* Activity
Please print the whole listing below exactly as it stands.

* Dataset excerpts
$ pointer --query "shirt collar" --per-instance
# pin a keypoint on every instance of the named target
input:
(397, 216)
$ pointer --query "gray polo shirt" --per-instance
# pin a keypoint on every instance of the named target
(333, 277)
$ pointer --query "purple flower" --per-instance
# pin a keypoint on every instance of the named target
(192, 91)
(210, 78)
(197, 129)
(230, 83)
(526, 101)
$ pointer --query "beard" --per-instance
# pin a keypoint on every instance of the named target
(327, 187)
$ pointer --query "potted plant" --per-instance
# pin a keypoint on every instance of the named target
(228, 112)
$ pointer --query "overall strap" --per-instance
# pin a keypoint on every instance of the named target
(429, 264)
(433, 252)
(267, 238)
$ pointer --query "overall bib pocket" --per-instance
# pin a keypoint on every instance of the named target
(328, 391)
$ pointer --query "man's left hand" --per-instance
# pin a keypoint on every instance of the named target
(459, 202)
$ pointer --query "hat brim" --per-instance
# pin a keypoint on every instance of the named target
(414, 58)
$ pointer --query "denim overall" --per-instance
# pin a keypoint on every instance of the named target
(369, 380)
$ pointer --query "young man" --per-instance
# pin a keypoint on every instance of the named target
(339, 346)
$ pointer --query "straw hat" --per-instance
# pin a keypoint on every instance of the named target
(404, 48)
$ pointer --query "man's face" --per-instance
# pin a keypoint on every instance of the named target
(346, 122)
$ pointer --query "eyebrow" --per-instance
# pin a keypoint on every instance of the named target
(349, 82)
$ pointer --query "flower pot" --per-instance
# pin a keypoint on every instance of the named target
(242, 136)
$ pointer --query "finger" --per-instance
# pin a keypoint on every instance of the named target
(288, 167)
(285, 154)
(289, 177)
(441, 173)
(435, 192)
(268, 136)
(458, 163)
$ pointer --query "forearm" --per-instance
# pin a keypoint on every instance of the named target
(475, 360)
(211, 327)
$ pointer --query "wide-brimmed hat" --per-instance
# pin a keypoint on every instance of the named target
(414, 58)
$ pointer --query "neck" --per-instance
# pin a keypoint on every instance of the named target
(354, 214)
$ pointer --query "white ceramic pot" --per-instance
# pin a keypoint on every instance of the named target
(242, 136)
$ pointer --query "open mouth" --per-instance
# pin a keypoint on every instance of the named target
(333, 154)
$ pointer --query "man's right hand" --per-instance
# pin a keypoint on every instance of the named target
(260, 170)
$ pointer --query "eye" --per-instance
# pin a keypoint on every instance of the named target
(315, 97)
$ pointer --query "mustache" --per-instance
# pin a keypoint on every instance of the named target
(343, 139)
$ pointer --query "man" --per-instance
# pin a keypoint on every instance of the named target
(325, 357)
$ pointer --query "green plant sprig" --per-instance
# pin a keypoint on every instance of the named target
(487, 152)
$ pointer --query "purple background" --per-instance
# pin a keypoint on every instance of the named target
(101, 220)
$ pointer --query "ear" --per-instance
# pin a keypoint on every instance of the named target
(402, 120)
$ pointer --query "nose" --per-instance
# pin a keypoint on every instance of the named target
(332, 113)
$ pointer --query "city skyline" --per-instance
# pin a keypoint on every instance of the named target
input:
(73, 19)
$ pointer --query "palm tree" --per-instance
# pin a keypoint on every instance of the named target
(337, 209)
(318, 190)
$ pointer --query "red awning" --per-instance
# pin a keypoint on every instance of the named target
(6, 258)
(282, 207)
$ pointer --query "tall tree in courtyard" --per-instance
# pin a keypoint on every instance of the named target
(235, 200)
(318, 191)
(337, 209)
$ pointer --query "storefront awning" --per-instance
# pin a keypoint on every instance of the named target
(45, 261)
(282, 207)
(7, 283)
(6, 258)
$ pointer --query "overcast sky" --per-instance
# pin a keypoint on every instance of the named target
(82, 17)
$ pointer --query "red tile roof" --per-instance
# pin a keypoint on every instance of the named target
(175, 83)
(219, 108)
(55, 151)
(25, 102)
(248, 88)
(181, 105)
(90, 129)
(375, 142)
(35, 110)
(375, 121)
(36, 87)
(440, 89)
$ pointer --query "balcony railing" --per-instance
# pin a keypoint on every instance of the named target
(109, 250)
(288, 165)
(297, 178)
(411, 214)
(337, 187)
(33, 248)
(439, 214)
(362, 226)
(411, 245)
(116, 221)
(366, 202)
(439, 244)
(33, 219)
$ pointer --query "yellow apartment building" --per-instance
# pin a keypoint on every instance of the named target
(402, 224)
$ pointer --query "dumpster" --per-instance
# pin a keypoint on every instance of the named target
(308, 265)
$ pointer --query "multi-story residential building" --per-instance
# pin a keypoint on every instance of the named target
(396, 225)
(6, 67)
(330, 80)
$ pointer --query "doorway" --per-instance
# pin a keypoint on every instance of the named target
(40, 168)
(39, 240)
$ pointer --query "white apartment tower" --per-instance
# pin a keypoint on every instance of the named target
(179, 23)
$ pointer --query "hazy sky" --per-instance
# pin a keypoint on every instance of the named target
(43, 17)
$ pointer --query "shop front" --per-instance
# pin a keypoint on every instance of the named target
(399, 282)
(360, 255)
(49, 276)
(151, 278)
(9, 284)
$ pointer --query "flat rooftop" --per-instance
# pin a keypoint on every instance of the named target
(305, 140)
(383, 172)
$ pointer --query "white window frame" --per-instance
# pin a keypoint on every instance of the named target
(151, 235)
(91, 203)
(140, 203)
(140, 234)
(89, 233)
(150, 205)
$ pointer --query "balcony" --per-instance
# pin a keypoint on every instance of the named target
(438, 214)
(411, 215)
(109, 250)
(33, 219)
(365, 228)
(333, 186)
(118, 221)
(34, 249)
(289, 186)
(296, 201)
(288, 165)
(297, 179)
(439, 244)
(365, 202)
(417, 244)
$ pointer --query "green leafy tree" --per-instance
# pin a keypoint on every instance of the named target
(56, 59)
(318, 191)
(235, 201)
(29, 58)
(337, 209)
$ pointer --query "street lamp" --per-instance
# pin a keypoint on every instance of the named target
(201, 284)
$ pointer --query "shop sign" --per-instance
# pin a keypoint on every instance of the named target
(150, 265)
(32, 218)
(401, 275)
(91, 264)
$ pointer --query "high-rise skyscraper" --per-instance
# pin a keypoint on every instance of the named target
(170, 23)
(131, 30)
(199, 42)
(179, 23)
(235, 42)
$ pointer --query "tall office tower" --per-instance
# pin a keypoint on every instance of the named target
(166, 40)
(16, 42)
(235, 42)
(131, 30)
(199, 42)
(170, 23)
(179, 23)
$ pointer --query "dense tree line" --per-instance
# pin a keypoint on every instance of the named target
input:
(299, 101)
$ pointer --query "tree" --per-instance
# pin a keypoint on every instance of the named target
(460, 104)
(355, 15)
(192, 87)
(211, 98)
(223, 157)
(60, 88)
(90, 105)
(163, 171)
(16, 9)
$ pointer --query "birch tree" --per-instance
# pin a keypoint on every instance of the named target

* Answer area
$ pointer --query "shirt collar" --per-instance
# pin a keypoint on every instance of the named target
input:
(397, 216)
$ pointer --query "gray polo shirt" --per-instance
# pin a keypoint on every instance of the named target
(333, 277)
$ pointer --query "purple flower" --per-instance
# pin a keypoint on every instance of the named target
(192, 91)
(210, 78)
(197, 129)
(230, 83)
(526, 101)
$ pointer --query "beard" --per-instance
# pin a keypoint on every instance of the named target
(327, 187)
$ pointer --query "potted plant" --per-instance
# pin a keypoint on every instance of the named target
(228, 112)
$ pointer --query "overall strap" --per-instance
# pin a keypoint on every instance of the named target
(429, 264)
(433, 252)
(267, 238)
$ pointer --query "overall bib pocket" --per-instance
# pin a keypoint on every instance of the named target
(328, 391)
$ pointer --query "man's left hand" --per-instance
# pin a keypoint on every instance of the named target
(459, 202)
$ pointer --query "hat brim" --per-instance
# pin a keypoint on every instance of the named target
(414, 58)
$ pointer --query "denim overall" --per-instance
# pin a keypoint on every instance of the named target
(369, 380)
$ pointer --query "young man" --per-instance
# pin a keypoint on every instance of the named target
(339, 346)
$ pointer --query "straw hat" --per-instance
# pin a keypoint on every instance of the named target
(404, 48)
$ pointer --query "man's face" --per-instance
# pin a keypoint on every instance of the named target
(346, 122)
$ pointer --query "eyebrow" --per-instance
# pin a keypoint on every instance of the named target
(349, 82)
$ pointer --query "flower pot" --per-instance
# pin a keypoint on every instance of the named target
(242, 136)
$ pointer --query "finger" --per-instance
# pin a keypoint on every instance of the named target
(288, 167)
(285, 154)
(289, 177)
(441, 173)
(435, 192)
(268, 136)
(458, 163)
$ pointer --query "forearm" --per-instance
# pin a keypoint on every instance of the named target
(475, 360)
(211, 327)
$ pointer --query "wide-brimmed hat" --per-instance
# pin a keypoint on every instance of the named target
(414, 58)
$ pointer --query "neck" --per-instance
# pin a keypoint on every instance of the named target
(354, 214)
$ pointer --query "white ceramic pot" --per-instance
# pin a keypoint on every instance of the named target
(242, 136)
$ pointer --query "open mouth" --per-instance
# pin a keypoint on every instance of the named target
(333, 154)
$ pointer --query "man's right hand" --per-instance
# pin a keypoint on every instance of the named target
(260, 170)
$ pointer --query "eye" --per-instance
# pin a keypoint on every instance of the named target
(315, 97)
$ pointer --query "mustache" --per-instance
# pin a keypoint on every instance of the named target
(343, 139)
$ pointer --query "man" --per-instance
# pin a keypoint on every instance of the named target
(325, 357)
$ pointer --query "green plant sprig" --per-instance
# pin a keypoint on every instance of the named target
(487, 152)
$ pointer --query "purple background" --per-instance
# pin a keypoint on every instance of the named target
(101, 220)
$ pointer --query "ear" --per-instance
# pin a keypoint on every instance of the named target
(402, 120)
$ pointer --query "nose" --per-instance
# pin a keypoint on every instance of the named target
(332, 113)
$ pointer --query "city skyline" --per-instance
# pin a keypoint on every instance of the named target
input:
(73, 19)
$ pointer --query "palm tree" --per-instance
# pin a keypoint on every instance of the named target
(337, 209)
(318, 190)
$ pointer --query "red awning" --per-instance
# pin a keypoint on every instance of the named target
(6, 258)
(282, 207)
$ pointer --query "tall tree in courtyard" --per-instance
# pin a keypoint on every instance of the named target
(235, 200)
(318, 191)
(337, 209)
$ pointer --query "storefront awning" --per-instance
# pin a keypoint on every instance of the named target
(45, 261)
(282, 207)
(7, 283)
(6, 258)
$ pointer --query "overcast sky" --per-instance
# pin a keypoint on every instance of the named target
(82, 17)
$ pointer --query "red tile roof" --per-instance
# pin a keypoint on every instance of the named target
(175, 83)
(219, 108)
(55, 151)
(25, 102)
(248, 88)
(181, 105)
(90, 129)
(375, 142)
(35, 110)
(375, 121)
(36, 87)
(440, 89)
$ pointer --query "balcony railing" --per-instance
# pin a keypoint on every instance of the named target
(109, 250)
(288, 165)
(297, 178)
(411, 214)
(337, 187)
(33, 248)
(439, 214)
(362, 226)
(411, 245)
(116, 221)
(366, 202)
(439, 244)
(33, 219)
$ pointer --query "yellow apartment building" --per-instance
# pin a keypoint on every instance of the named target
(402, 224)
$ pointer --query "dumpster" --per-instance
# pin a keypoint on every instance of the named target
(308, 265)
$ pointer --query "multi-story residential building" --per-instance
# pin a keypoint on every instance of the named target
(396, 225)
(6, 67)
(330, 80)
$ pointer --query "doorway" --per-instance
# pin a keypoint on every instance of the named target
(40, 168)
(39, 240)
$ pointer --query "white apartment tower" --per-instance
# pin a keypoint on every instance of the named target
(179, 23)
$ pointer --query "hazy sky" --per-instance
# pin a keypoint on every instance of the named target
(43, 17)
$ pointer --query "shop front" --per-instance
# pin a keypoint on every instance of the named target
(399, 282)
(360, 255)
(49, 276)
(151, 278)
(9, 284)
$ pointer --query "flat rooftop" --per-instance
# pin a keypoint on every instance of the named target
(305, 140)
(383, 172)
$ pointer --query "white window frame" --per-instance
# pin a keypoint on every instance of the named target
(151, 235)
(91, 203)
(140, 203)
(140, 234)
(89, 233)
(150, 205)
$ pointer --query "balcony" --per-instance
# pin a keypoint on every instance of the named target
(438, 214)
(411, 215)
(109, 250)
(33, 219)
(365, 228)
(333, 186)
(118, 221)
(34, 249)
(289, 186)
(296, 201)
(288, 165)
(297, 179)
(439, 244)
(365, 202)
(417, 244)
$ pointer --query "green leafy tree" --per-instance
# pin a keypoint on every instance of the named target
(56, 59)
(318, 191)
(235, 201)
(29, 58)
(337, 209)
$ pointer --query "street lamp" --per-instance
# pin a keypoint on every instance of the named target
(201, 284)
$ pointer --query "shop sign" --per-instance
# pin a keypoint on every instance of the named target
(150, 265)
(32, 218)
(401, 275)
(91, 264)
$ pointer --query "high-rise skyscraper" --per-instance
# pin a keypoint on every instance of the named target
(170, 23)
(131, 30)
(199, 42)
(179, 23)
(235, 42)
$ pointer --query "tall office tower" --per-instance
# pin a keypoint on every instance of the named target
(166, 40)
(16, 42)
(235, 42)
(131, 30)
(199, 42)
(170, 23)
(179, 23)
$ pointer --query "dense tree line" --per-instance
# pin a keypoint on every instance of the named target
input:
(299, 101)
$ pointer --query "tree" --per-instance
# pin a keypoint on every instance of the named target
(460, 104)
(355, 15)
(192, 87)
(211, 98)
(223, 157)
(60, 88)
(90, 105)
(163, 171)
(16, 9)
$ pointer --query "birch tree" --per-instance
# pin a keypoint on every instance of the named target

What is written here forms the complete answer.